▶ **PROBLEM DESCRIPTION**
According to the blog post on value-added teacher evaluation, what is the year-to-year correlation of a teacher's rankings?
══ SOURCE PASSAGE ══
You are viewing the EdNews Blog archives.
These archives contain blog posts from before June 7, 2011
Click here to view the new First Person section of Chalkbeat Colorado

Proceed with caution on value-added

Posted by Nov 29th, 2010.

For fairness in blogging, I feel compelled to write about the relatively new Brookings report “Evaluating Teachers: The Important Role of Value-Added” that takes a different perspective on using (value-added) student achievement data than the EPI report (“Problems with the use of student test scores to evaluate teachers”) released a few months ago.

Both studies were co-authored by a large group of distinguished researchers, so there is lots of food for thought in this debate. But let’s be clear that this is not just another case of “top researchers disagree on facts, so I can just ignore all of that confusing research and support what my gut says.”

The EPI researchers point out many flaws in the current technologies of using student value-added achievement data, and therefore recommend against its use in high-stakes decisions (like teacher rewards or firing).  The Brookings researchers agree that there are many flaws in value-added data, but ask the reasonable question “compared to what,” noting that other current methods of evaluating teachers are not very good either.

So it is more an issue of interpretation than what the facts are.

Perhaps the most interesting thing the Brookings researchers do is look at one problem with value added data, the low correlation for a given teacher across years (the same teacher compared in year 1, 2 and 3), with parallel correlations in other domains, like baseball batting averages, insurance salesperson rankings, mutual fund performance rankings, etc.

The relatively low correlation of year-to-year teacher’s rankings (0.3-0.4 range) has been cited by critics as a reason not to use value-added data, since it appears to have too much measurement “noise” to be as accurate as we would like (that is, in a disturbing large number of cases, the same teacher is ranked as “good” one year, and then “bad” the next year.)

The Brookings researchers suggest that the “noise” is not greater than what we see in these other domains and that this is an argument to use value-added for high-stakes decisions, even with its flaws. In some sense, this is argument by analogy, the accuracy of which we should examine.

First we have to think about whether we believe a teacher varies greatly in her performance over time.  Does a teacher have a “true type” (good, bad, average) and our challenge is to sample and measure that (pretty consistent) “type” correctly, or does the teacher actually vary greatly in her ability over time?  (see my earlier blog on this topic.)

If we think the teacher type is relatively “fixed” than the low correlation is a big problem, and it represents “noise” and our inability to sample well enough to find the “true type.”  Personally, that perspective makes more sense than a belief that teacher quality varies greatly from year to year.

Second, let’s examine the analogies more carefully.  Hitting a baseball thrown 60 feet at 90 miles per hour is a notoriously difficult and fickle skill – concentration and mental state do seem to matter a great deal – perhaps also so does the quality of pitching, non-random choices about which hitter to put up against which pitcher (lefty against righty, fastball versus curveball), etc.

It makes sense to me that top hitters one year might be less effective the next year, when they might be facing a divorce, or a contract year, or whatever.  Also, baseball players are well-known to be highly compensated, perhaps partly for the risky elements of their performance over time.
═══
══ DATA ══
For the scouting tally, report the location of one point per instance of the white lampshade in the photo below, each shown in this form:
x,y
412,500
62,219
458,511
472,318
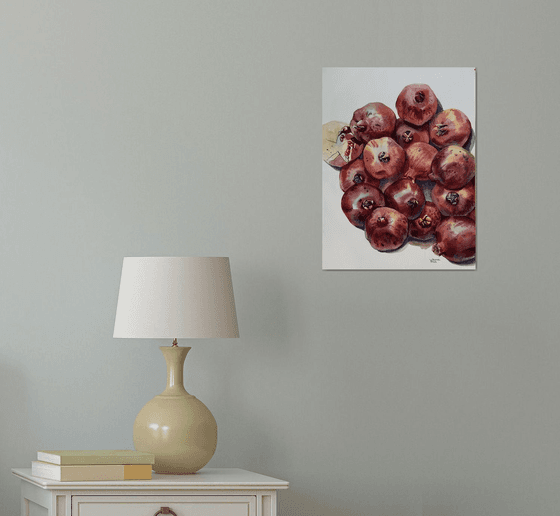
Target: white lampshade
x,y
177,297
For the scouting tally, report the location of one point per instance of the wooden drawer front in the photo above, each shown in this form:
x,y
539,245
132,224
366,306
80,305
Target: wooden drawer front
x,y
226,505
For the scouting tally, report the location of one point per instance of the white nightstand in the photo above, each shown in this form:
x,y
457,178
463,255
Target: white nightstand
x,y
209,492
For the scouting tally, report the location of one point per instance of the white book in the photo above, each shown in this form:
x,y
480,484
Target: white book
x,y
85,457
91,472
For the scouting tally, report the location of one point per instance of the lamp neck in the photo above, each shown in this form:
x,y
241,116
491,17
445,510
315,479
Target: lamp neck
x,y
175,358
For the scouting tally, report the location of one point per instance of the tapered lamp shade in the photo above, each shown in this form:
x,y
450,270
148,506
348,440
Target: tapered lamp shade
x,y
176,297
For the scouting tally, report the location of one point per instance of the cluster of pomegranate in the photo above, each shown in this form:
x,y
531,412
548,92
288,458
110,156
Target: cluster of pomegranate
x,y
407,178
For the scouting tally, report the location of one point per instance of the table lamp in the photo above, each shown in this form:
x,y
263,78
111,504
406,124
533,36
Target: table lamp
═══
▶ **REPLY**
It falls in the 0.3-0.4 range.